_GIVEN EXERCISE A_: Copy out the article on HMS Grindall word for word, from its first line to its last.

HMS Grindall (K477) was a British Captain-class frigate of the Royal Navy in commission during World War II. Originally constructed as the United States Navy Evarts-class destroyer escort USS Sanders (DE-273), she served in the Royal Navy from 1943 to 1945 and then in the U.S. Navy as USS Grindall (DE-273) from August to October 1945.

Construction and transfer
The ship was ordered on 25 January 1942 as the U.S. Navy destroyer escort DE-273 and named USS Sanders on 23 February 1943, the first ship of the name after Ensign Eugene Thomas Sanders, who was killed in action aboard the battleship  during the Japanese attack on Pearl Harbor. She was laid down by the Boston Navy Yard in Boston, Massachusetts, on 23 April 1943 and launched on 4 June 1943, sponsored by Mrs. Eugene Thomas Sanders. The United States transferred the ship to the United Kingdom under Lend-Lease on 23 September 1943.

Service history

Royal Navy, 1943-1945
The ship was commissioned into service in the Royal Navy as HMS Grindall (K477) on 23 September 1943 simultaneously with her transfer. She served on patrol and escort duty. On 15 April 1945, she joined the British frigate  in a depth-charge attack that sank the German submarine U-285 in the North Atlantic Ocean southwest of Ireland at position .

_RECORDS SHOWN_:

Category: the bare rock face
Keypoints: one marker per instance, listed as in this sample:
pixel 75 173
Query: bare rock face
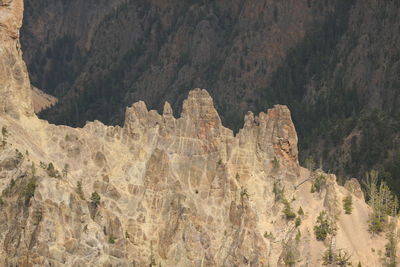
pixel 14 87
pixel 163 190
pixel 354 187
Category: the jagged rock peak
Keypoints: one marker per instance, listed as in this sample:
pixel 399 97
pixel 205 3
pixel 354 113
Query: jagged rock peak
pixel 15 89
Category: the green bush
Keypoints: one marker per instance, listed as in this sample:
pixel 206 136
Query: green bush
pixel 278 191
pixel 297 222
pixel 300 212
pixel 79 190
pixel 29 191
pixel 52 172
pixel 318 183
pixel 111 239
pixel 323 227
pixel 287 210
pixel 95 198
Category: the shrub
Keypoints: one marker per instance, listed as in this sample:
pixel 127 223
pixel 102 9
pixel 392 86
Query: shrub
pixel 268 235
pixel 278 191
pixel 111 239
pixel 287 210
pixel 298 236
pixel 318 184
pixel 79 190
pixel 323 227
pixel 297 222
pixel 95 198
pixel 348 204
pixel 51 171
pixel 29 191
pixel 300 212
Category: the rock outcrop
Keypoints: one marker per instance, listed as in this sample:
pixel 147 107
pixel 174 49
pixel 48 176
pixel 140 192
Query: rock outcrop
pixel 173 191
pixel 14 87
pixel 165 191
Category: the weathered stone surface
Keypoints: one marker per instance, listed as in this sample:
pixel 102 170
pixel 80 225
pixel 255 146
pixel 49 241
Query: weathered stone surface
pixel 14 87
pixel 354 187
pixel 173 191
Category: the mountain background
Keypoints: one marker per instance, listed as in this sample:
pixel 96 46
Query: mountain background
pixel 336 64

_GIVEN EXERCISE B_: In the records, start at the line that has "Category: the green bush" and go through to the end of the records. Write those lines out again, changing every "Query" to "Label" and keeping everything else the same.

_TASK SOLUTION A_:
HMS Grindall (K477) was a British Captain-class frigate of the Royal Navy in commission during World War II. Originally constructed as the United States Navy Evarts-class destroyer escort USS Sanders (DE-273), she served in the Royal Navy from 1943 to 1945 and then in the U.S. Navy as USS Grindall (DE-273) from August to October 1945.

Construction and transfer
The ship was ordered on 25 January 1942 as the U.S. Navy destroyer escort DE-273 and named USS Sanders on 23 February 1943, the first ship of the name after Ensign Eugene Thomas Sanders, who was killed in action aboard the battleship  during the Japanese attack on Pearl Harbor. She was laid down by the Boston Navy Yard in Boston, Massachusetts, on 23 April 1943 and launched on 4 June 1943, sponsored by Mrs. Eugene Thomas Sanders. The United States transferred the ship to the United Kingdom under Lend-Lease on 23 September 1943.

Service history

Royal Navy, 1943-1945
The ship was commissioned into service in the Royal Navy as HMS Grindall (K477) on 23 September 1943 simultaneously with her transfer. She served on patrol and escort duty. On 15 April 1945, she joined the British frigate  in a depth-charge attack that sank the German submarine U-285 in the North Atlantic Ocean southwest of Ireland at position .

_TASK SOLUTION B_:
Category: the green bush
Keypoints: one marker per instance, listed as in this sample:
pixel 206 136
Label: green bush
pixel 278 191
pixel 297 222
pixel 300 212
pixel 79 190
pixel 29 191
pixel 52 172
pixel 318 183
pixel 111 239
pixel 323 227
pixel 287 210
pixel 95 198
Category: the shrub
Keypoints: one marker per instance, listed as in this sample:
pixel 127 223
pixel 102 9
pixel 392 86
Label: shrub
pixel 268 235
pixel 278 191
pixel 111 239
pixel 287 210
pixel 298 236
pixel 318 184
pixel 79 190
pixel 323 227
pixel 297 222
pixel 95 198
pixel 348 204
pixel 51 171
pixel 29 191
pixel 300 212
Category: the rock outcrop
Keypoints: one marker per instance, listed as in this sample:
pixel 147 107
pixel 174 49
pixel 48 176
pixel 140 192
Label: rock outcrop
pixel 173 191
pixel 14 87
pixel 165 191
Category: the weathered stone surface
Keypoints: one marker per instance, listed as in this sample:
pixel 102 170
pixel 80 225
pixel 255 146
pixel 49 241
Label: weathered stone surface
pixel 14 87
pixel 354 187
pixel 173 191
Category: the mountain background
Keypoints: one marker per instance, listed as in this sample:
pixel 96 46
Label: mountain background
pixel 336 64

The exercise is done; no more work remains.